━━ Recorded information ━━
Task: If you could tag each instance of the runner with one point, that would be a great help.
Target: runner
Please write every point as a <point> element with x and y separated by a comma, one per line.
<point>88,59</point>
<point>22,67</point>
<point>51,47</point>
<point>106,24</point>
━━━
▶ [Problem requirements]:
Transcribe every line of the entries above without changing a single character.

▶ [The response]:
Task: If you could tag each instance of the runner with one point, that would be a great help.
Target: runner
Please write every point as a <point> element with x and y separated by a comma, one per line.
<point>88,59</point>
<point>22,67</point>
<point>51,47</point>
<point>106,24</point>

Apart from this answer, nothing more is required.